** Page extract follows **

U.S. Bureau of Fisheries
- Name: SS Roosevelt
- Namesake: Previous name retained
- Acquired: 1915
- Commissioned: 1917
- Fate: Transferred to United States Navy 18 March 1918
- Acquired: Transferred from U.S. Navy 11 June 1919
- Fate: Sold into commercial service 15 July 1919; Beached and abandoned 21 January 1937;

United States Navy
- Name: USS Roosevelt
- Namesake: Previous name retained
- Acquired: Transferred from U.S. Bureau of Fisheries 18 March 1918
- Commissioned: 18 March 1918
- Decommissioned: 1919
- Identification: SP-2397
- Fate: Transferred to U.S. Bureau of Fisheries 11 June 1919

General characteristics as Bureau of Fisheries vessel
- Type: Cargo liner
- Tonnage: 654 GRT
- Displacement: 1,600 tons
- Length: 182 ft (55 m)
- Beam: 35 ft 6 in (10.82 m)
- Draft: 16 ft (4.9 m)
- Propulsion: Compound steam engine, 1,000 hp (845.7 KW), one screw
- Speed: 8 knots (15 km/h; 9.2 mph)

General characteristics as U.S. Navy vessel
- Type: Patrol vessel
- Displacement: 1,600 tons
- Length: 182 ft (55 m)
- Beam: 35 ft 7 in (10.85 m)
- Draft: 16 ft (4.9 m)
- Speed: 8 knots (15 km/h; 9.2 mph)
- Armament: 3 x 3-pounder guns

= SS Roosevelt (1905) =

American steamship

SS Roosevelt was an American steamship of the early 20th century. She was designed and constructed specifically for Robert Peary′s polar exploration expeditions, and she supported the 1908 expedition in which he claimed to have discovered the North Pole.

After her career with Peary, Roosevelt saw commercial use as a tug. She also operated as a United States Bureau of Fisheries supply ship and served as a United States Navy patrol vessel during World War I.

== Design and construction ==

LEFT: The hull of SS Roosevelt under construction. RIGHT: The system of trusses that braced the hull against ice pressure.

United States Navy Commander Robert Peary designed Roosevelt specifically for operations in support of his Arctic exploration expeditions. His design attempted to incorporate the best features of previous polar exploration ships with innovations that would give her first-of-their-kind capabilities.

Peary designed the ship along the same lines as the Norwegian explorer Fridtjof Nansen's schooner Fram, with the capability both to push through large floating ice packs and squeeze through and between ice fields. Roosevelt was a schooner with an ice-strengthened flexible wooden hull sheathed in steel and braced by a unique system of trusses. The wooden construction of her hull gave it both strength and the flexibility to bend rather than break when ice struck it or pressed against it, and her hull planking was assembled through a lamination process that gave her hull greater strength than a single piece of wood could provide. Her hull was 30 in thick in places and was egg-shaped, a design that would allow her to rise and ride above sea ice that pushed against her below the waterline – almost popping up out of the ice – rather than be crushed by it. Her bow and stern both had 1 in steel plating; the bow plating extended from her keel to 3 ft above the waterline and 10 ft aft, while the stern plating also extended from the keel to above the waterline and extended 14 ft forward. Between the bow and stern plating, a layer of steel 3/8 of an inch (0.95 cm) thick and 6 ft tall extended along the waterline.

** End of Page extract **
** Data supplied follows **

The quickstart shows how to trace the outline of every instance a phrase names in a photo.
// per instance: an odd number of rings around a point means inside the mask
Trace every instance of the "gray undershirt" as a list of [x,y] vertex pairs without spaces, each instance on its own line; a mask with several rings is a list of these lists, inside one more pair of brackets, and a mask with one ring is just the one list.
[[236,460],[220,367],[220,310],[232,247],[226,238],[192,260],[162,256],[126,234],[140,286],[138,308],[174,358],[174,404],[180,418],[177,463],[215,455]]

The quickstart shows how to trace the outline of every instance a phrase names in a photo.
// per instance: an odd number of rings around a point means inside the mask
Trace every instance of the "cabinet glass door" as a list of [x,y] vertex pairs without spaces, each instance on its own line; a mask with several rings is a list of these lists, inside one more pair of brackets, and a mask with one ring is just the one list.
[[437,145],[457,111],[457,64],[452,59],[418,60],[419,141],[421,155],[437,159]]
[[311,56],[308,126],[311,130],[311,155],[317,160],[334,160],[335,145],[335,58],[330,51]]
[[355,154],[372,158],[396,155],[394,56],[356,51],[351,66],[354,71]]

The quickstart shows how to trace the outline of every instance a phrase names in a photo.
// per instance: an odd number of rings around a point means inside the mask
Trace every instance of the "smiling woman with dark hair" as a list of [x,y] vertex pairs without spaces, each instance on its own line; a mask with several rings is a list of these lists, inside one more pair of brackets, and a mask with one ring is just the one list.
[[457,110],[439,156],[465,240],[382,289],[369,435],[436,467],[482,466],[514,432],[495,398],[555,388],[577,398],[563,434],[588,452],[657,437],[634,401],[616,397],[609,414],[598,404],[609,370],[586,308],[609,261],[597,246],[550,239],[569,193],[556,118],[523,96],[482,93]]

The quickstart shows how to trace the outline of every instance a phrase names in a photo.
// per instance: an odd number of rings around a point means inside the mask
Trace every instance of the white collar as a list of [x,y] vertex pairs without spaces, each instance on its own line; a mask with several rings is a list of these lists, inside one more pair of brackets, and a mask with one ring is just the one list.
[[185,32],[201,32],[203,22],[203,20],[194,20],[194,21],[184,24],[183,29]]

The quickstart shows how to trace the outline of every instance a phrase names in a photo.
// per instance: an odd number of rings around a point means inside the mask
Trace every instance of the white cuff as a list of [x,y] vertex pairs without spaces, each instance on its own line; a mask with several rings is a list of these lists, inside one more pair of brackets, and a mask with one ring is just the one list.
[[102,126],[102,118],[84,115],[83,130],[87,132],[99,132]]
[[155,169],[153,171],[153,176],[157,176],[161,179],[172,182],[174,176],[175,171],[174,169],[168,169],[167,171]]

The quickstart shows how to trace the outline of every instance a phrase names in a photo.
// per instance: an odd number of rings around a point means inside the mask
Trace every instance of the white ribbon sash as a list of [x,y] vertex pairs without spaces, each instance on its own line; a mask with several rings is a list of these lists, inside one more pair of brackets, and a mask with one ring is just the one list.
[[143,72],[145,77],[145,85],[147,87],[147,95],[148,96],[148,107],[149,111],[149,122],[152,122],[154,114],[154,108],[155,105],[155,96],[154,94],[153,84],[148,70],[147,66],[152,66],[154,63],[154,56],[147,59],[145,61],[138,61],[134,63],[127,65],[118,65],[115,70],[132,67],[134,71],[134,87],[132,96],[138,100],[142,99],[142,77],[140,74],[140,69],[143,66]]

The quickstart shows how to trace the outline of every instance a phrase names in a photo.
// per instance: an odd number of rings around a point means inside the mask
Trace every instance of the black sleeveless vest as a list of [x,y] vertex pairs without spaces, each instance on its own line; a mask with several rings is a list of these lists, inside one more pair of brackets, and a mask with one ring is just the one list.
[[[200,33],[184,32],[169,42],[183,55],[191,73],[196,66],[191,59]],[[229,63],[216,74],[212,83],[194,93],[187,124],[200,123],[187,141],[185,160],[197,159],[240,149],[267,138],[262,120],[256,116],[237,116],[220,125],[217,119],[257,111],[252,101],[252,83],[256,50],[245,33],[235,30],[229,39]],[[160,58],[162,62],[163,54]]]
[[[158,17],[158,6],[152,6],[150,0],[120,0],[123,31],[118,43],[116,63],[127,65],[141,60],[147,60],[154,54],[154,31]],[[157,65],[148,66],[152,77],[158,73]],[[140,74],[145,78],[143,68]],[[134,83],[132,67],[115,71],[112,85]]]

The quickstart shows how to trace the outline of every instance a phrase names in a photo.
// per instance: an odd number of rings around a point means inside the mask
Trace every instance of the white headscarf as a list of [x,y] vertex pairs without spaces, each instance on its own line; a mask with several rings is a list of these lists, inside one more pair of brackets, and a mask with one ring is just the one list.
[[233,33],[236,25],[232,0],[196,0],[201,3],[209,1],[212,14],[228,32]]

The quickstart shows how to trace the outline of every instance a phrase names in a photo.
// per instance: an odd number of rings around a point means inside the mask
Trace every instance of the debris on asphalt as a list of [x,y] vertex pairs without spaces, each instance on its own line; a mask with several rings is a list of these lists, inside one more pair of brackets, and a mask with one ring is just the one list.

** End of Data supplied **

◆ List of tasks:
1. According to the SS Roosevelt extract, on what date was the ship beached and abandoned?
2. Extend the SS Roosevelt article past its last sentence, which describes the steel layer along the waterline.

◆ Activity answers:
1. 21 January 1937

2.
Previous Arctic exploration ships had relied on sails for their primary propulsion, with engine power secondary, but Roosevelt became the first such ship to reverse that principle. She had three masts, all of which could carry sails for auxiliary propulsion, but relied for propulsion primarily on a powerful 1,000 hp compound steam engine – equipped with a special system that allowed it to generate 1,500 hp for brief periods if she encountered particularly massive ice concentrations – that drove a single, large propeller 11 ft in diameter on a 1 ft-diameter shaft designed to generate powerful thrust that could push her through drift ice. She had a sharply raked stem intended to increase her ramming and cutting power against sea ice, and a short length at the waterline and narrow beam to give her increased maneuverability when steering between ice packs. Her rudder was of a special design that gave her the maximum possible steering capacity while exposing the rudder as little as possible to ice damage. Her design minimized auxiliary structures, both to allow the stowage of sufficient fuel, supplies, and provisions for lengthy stays in the Arctic and to give her a relatively shallow draft so that she could operate in shallow waters and close to shore.

Roosevelt was the first ship ever built in the Western Hemisphere for Arctic exploration. Her construction cost was US$150,000 and was funded in part by a US$50,000 gift by George Crocker, the youngest son of banker Charles Crocker. The McKay and Dix Shipyard laid her keel at Bucksport, Maine, on 19 October 1904. Sponsored by Peary's wife, Josephine Peary, who broke a bottle of champagne encased in ice across Roosevelts bow, the ship was launched on 23 March 1905 and christened SS Roosevelt in honor of President Theodore Roosevelt, who had openly supported Peary and played an instrumental role in arranging for the U.S. Navy to grant Peary a leave of absence so that he could continue his Arctic explorations. After fitting out, she was delivered to her owner, the Peary Arctic Club, in July 1905. She drew considerable attention because of her innovative design and at the time of her construction she was considered the strongest wooden vessel ever built.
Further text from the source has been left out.